# Anxiety Disorders > Social Anxiety Disorder >  >  Anhedonia

## Keddy

Has anyone else heard of (or do you have) anhedonia as a symptom or result of depression?
Anhedonia is defined as the inability to experience pleasure from activities that normally make people happy.
I feel disinterested in a lot of things that people normally enjoy- going to the movies, going out to dinner, partying, socializing, exercising, going to the beach, shopping, doing artwork, etc. I still do these things a lot of the time, but it feels forced (especially with exercise) and I don't really get any pleasure out of it. I would love for life to make me happy but it doesn't.
I feel like I'm never actually happy. I'm "fake happy" a lot of the time, and I smile and laugh enough to make people believe that I'm OK, but I'm never truly happy. I'm never satisfied with myself either or with anything that I do.
I hate feeling like this because I think it makes my boyfriend and my friends think I'm bored with them or I don't want to hang out with them. That's not true at all. I just feel miserable and have a lack of interest in doing much of anything.
My medication helps with this symptom to an extent and it has improved since I started the meds I'm on now, but it's still there a lot of the time. Does anyone else have any experience with this or has anyone heard of it before?

----------


## nothing

I was thinking of that exact word as I tossed and turned in bed last night. I try really hard to fake it during the times I'm around others, but it's just that, fake. When I actually had "friends" they'd mention and harass me about being a downer because it was really obvious that I wasn't enjoying myself. Unfortunately it's even worse in a way when I'm alone, I still feel unhappy/anhedonic, but I also feel lonely because I think I should be around other people.

..........

Pick up the forum thread on anhedonia after its last post and keep it going.

## Dataset excerpts
..........

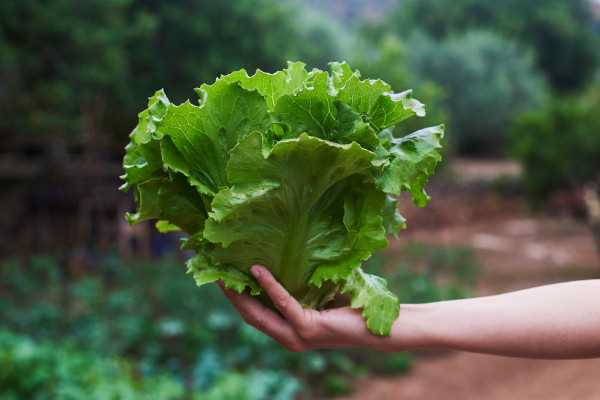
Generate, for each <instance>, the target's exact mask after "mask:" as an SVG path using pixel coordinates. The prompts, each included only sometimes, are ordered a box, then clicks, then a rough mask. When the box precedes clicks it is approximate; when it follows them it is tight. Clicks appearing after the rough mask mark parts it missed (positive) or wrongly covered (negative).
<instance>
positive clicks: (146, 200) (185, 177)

..........

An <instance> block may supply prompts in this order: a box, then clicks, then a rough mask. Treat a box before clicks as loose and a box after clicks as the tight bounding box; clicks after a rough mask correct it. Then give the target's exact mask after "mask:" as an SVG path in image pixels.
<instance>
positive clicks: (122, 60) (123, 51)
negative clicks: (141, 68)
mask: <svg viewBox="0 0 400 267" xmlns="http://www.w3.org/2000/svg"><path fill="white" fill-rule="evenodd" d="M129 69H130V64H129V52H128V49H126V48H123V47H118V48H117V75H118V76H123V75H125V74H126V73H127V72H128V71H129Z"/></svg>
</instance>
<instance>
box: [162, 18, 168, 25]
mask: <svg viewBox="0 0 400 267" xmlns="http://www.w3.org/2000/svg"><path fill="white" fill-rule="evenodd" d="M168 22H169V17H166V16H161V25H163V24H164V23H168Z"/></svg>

..........

## Result of the exercise
----------


## IllusionOfHappiness

Sounds like me alright. 

Even when I know I should be enjoying myself and there's no reason for that not to be happening, it's like I've got to remind myself what being happy feels like. I guess when you feel shitty for X amount of time, it's all you really know anymore.

----------


## Otherside

Yeah, I have this problem during depression. I stop caring about things. I just don't care about anything at all. Things that I once enjoyed take to much energy to do and they don't mean anything to me whatsoever.

----------


## compulsive

I lost interest in pretty much everything including speaking to people. Sleep is the only thing i enjoy.

----------


## Kaffee

Depression seems to come and go for me these days, but when things aren't good that's precisely how I feel. There were periods where the emotion I was displaying on the surface never matched what I felt. I could be laughing or goofing off, and inside I'd still just feel a mass of nothingness blocking everything else out, if that makes sense.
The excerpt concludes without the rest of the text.